-- BEGIN Data to use --
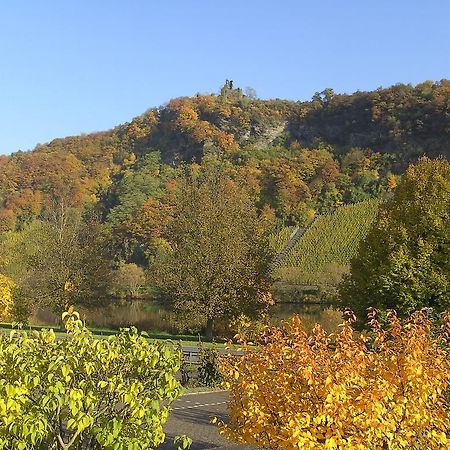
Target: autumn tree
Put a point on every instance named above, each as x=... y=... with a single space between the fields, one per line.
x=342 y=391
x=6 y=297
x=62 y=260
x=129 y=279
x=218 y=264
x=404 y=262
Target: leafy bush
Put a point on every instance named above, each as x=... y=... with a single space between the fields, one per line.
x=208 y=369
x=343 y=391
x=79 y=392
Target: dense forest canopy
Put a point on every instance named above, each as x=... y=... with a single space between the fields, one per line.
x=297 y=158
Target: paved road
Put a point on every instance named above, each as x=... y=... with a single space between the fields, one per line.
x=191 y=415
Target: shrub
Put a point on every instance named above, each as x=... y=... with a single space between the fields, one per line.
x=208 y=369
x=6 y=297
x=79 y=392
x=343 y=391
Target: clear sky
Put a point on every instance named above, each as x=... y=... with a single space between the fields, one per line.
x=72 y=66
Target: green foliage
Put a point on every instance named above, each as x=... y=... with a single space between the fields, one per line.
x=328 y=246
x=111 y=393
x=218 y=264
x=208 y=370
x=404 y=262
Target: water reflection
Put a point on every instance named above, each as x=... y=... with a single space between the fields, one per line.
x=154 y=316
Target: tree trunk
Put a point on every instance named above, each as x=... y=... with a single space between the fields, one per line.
-- END Data to use --
-- BEGIN Data to use --
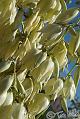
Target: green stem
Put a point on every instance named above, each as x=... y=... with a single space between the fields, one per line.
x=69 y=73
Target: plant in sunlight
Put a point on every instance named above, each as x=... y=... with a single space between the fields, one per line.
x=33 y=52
-- END Data to use --
▶ **Stated goal**
Revise the data from the line containing "Target: autumn tree" down to the line containing "x=191 y=415", both included, so that "instance" becomes "occurrence" and nothing else changes. Return only those lines.

▶ **The answer**
Target: autumn tree
Put a point on every occurrence named above, each as x=... y=... with a single space between the fields, one per line.
x=342 y=391
x=6 y=297
x=62 y=260
x=129 y=279
x=218 y=264
x=404 y=262
Target: leafy bush
Put a point on every occurrence named above, each as x=... y=... with a single space between the fields, one per line.
x=208 y=369
x=343 y=391
x=79 y=392
Target: dense forest canopy
Put a point on every occurrence named above, each as x=... y=... with a single space between the fields, one per line.
x=297 y=158
Target: paved road
Put a point on every occurrence named above, each as x=... y=... with a single space between the fields, one per line.
x=191 y=415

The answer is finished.